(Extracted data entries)
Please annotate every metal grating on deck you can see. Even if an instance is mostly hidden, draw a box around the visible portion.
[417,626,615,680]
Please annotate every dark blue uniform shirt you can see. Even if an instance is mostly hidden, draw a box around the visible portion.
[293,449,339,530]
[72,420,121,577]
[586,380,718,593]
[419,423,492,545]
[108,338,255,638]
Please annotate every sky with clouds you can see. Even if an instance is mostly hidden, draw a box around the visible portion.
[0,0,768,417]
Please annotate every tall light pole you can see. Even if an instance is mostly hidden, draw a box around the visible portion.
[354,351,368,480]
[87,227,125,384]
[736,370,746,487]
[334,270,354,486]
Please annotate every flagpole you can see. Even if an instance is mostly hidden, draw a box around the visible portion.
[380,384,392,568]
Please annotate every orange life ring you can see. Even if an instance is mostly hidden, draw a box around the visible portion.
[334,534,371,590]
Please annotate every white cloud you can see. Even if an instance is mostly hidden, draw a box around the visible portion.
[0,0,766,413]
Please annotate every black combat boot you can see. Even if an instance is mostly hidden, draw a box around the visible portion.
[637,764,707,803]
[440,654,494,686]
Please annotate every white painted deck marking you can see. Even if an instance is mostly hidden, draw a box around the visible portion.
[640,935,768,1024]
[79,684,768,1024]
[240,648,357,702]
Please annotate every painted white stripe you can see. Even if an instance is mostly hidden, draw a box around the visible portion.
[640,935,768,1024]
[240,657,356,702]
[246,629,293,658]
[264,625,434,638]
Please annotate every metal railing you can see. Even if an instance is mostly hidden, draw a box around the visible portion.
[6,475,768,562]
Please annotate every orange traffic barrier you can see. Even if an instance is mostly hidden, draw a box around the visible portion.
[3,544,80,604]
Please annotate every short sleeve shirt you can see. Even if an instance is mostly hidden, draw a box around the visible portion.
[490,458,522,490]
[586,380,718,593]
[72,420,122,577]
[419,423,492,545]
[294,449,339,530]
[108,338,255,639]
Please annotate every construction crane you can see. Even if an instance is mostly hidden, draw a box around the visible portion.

- STATED EXERCISE:
Reproduce the material above word for word, keeping every line in its original order.

- ANSWER FOR THIS EXERCISE:
Please annotate every metal grating on deck you can see. Even if an instance is mostly hidden, draw a box around the visible portion.
[417,626,615,680]
Please annotate every dark blue uniform shirt you can see. Even if an instance is mostly hidden, draw a box around the visible portion.
[293,449,339,530]
[72,420,121,577]
[586,380,718,593]
[419,423,492,545]
[108,338,255,638]
Please annotate every sky with clouds you can see. Even if an instance is mostly hidden, draw a box around the visible portion.
[0,0,768,417]
Please annotate every tall light pole you can see. Even if an instance is mostly hidden, draw a box around the visible portion.
[354,351,368,480]
[87,227,125,384]
[736,370,746,487]
[334,270,354,486]
Please annotate every flagpole you can see. Even if an instance is mostly hidden, draw a box around the visible portion.
[380,384,392,568]
Please annotate every orange life ring you can see. Even if an instance is mostly hidden, draw a box around the visible portion.
[334,534,371,590]
Please annotate every white cloud you can see. Even if an instance is mostly hidden, draw a box around the visible portion.
[0,0,766,413]
Please annotate every black combat boot you can see. Even if an instance is mostly hidden, draw a box around the visible portion.
[637,764,707,803]
[440,654,494,686]
Please annotate every white painted deck marking you can see. Even if an instance is mostly hidden, draw a box around the visible portion.
[640,935,768,1024]
[79,684,768,1024]
[240,648,357,702]
Please annotate every painted white stripe you can see. Even if an instance is mostly hidden, draw a box around the visible portion.
[640,935,768,1024]
[240,657,356,702]
[246,629,293,658]
[264,625,434,638]
Please annotate every metal railing you can see. Even if an instance is mostly hidden, draw a box around the visible portion.
[6,475,768,562]
Please annotate every orange traffic barrier you can see. Even if an instance is mostly hidden, draw a box around the visible portion.
[3,544,80,604]
Please annotate every short sleeve shirt you can see. Even if an instance is mostly hidden, draw a box around the visible portion.
[490,458,522,490]
[586,380,718,593]
[72,420,122,577]
[419,423,492,545]
[294,449,339,530]
[108,338,255,639]
Please annotate every construction crane you can see. Even if an instance is mostly hidden, draw a box around the visible portion.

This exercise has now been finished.